THE TASK
Your answer should be an exact copy of the data.

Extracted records
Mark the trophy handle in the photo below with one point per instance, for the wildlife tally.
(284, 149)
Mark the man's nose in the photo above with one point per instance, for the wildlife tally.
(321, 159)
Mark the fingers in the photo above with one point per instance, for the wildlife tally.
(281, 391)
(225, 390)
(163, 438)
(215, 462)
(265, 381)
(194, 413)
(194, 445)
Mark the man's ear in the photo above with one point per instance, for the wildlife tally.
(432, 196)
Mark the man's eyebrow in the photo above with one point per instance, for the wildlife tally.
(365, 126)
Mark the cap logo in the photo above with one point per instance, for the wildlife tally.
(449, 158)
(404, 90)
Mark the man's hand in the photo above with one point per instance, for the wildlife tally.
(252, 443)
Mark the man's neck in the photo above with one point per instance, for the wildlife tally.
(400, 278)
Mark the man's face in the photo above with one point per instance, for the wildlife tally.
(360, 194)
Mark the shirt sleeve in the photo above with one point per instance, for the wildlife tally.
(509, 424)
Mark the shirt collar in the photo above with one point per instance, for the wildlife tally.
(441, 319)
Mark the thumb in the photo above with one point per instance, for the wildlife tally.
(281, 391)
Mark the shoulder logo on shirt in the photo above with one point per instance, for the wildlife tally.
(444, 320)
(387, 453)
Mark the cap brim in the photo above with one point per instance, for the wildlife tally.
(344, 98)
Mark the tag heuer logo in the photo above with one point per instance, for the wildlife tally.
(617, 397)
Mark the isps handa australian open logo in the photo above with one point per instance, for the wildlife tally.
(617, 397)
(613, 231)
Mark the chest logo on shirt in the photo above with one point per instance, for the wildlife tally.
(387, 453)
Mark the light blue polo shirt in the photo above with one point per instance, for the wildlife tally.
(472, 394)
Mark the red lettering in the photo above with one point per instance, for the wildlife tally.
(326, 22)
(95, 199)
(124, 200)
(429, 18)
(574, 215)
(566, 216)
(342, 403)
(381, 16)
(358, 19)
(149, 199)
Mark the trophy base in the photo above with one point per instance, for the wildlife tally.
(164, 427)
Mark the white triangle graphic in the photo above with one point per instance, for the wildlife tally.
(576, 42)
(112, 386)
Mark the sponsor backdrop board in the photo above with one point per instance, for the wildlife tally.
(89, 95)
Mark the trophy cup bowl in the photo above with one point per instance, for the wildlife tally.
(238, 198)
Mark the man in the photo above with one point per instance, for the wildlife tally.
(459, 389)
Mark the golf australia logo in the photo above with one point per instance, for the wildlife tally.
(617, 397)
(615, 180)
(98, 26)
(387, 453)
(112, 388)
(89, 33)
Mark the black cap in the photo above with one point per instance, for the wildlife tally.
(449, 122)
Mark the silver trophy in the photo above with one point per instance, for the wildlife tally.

RESPONSE TO THIS EXERCISE
Mark the trophy handle in the photo below with one point per instance, for the wildlife tally.
(284, 149)
Mark the man's nose in the photo above with one point per instance, for the wildlife tally.
(321, 159)
Mark the fingers in the photo above with one point per instance, for the wildlife tally.
(281, 391)
(225, 390)
(163, 438)
(215, 462)
(265, 381)
(194, 413)
(194, 445)
Mark the man's ear in the photo above with one point per instance, for the wildlife tally.
(432, 196)
Mark the man's eyebrow in the photo above with one point per instance, for the wildlife tally.
(365, 126)
Mark the cap logo in the photo above with one point per instance, for the wildlife tally.
(449, 158)
(404, 90)
Mark the man's hand in the photo above with one point per instance, for the wildlife tally.
(252, 443)
Mark the man's neck in the photo above with one point per instance, for the wildlife tally.
(400, 278)
Mark the man's face in the photo above with one point per instance, for the wildlife tally.
(360, 194)
Mark the shirt sleeve in the photo above with one point per instance, for the wildlife tally.
(509, 424)
Mark the shirt collar in the photo above with one point per instance, for the wildlife tally.
(441, 319)
Mark the thumb in the photo above with one point per instance, for the wildlife tally.
(281, 391)
Mark the shoulder logo on shirt in the photo above with one point per instance, for the wildlife tally.
(444, 320)
(387, 453)
Mark the cap brim in the photo above with one point per instance, for the wildlife tally.
(344, 98)
Mark the tag heuer logo in the photo above with one point per instance, for the wildlife tally.
(617, 397)
Mark the isps handa australian open logo in the photo above with one point per instance, for the wildlife tally.
(617, 397)
(613, 231)
Mark the chest logo on shirt in the photo above with one point per instance, for the wildlife tally.
(387, 453)
Mark the light blue polo shirt in the photo above with one point per instance, for the wildlife tally.
(472, 394)
Mark the red lettering in the photo above with one point per instance, for the wildlife tally.
(326, 22)
(95, 199)
(124, 200)
(429, 18)
(574, 215)
(566, 216)
(342, 403)
(381, 16)
(358, 19)
(149, 199)
Mark the trophy base in the photo above with one point per instance, for the wildlife tally.
(164, 427)
Mark the white triangle graphic in the photo above with one point per instance, for the wildlife tally.
(576, 42)
(112, 386)
Mark the sponsor backdrop board in the photo above with one point per instance, for the wildlife tally.
(89, 95)
Mark the trophy cup bowl in the photo above with one point per instance, for the wildlife tally.
(238, 198)
Mark the man in the photo above with one point per instance, for the wildlife tally.
(459, 389)
Mark the golf australia logo in the photo above with one point per instance, for the wildlife tally.
(617, 397)
(615, 180)
(98, 26)
(387, 453)
(112, 388)
(89, 33)
Mark the black cap in the photo above with one point per instance, for the wildlife tally.
(449, 122)
Mark the silver trophy in the photo above with one point per instance, for the wildlife tally.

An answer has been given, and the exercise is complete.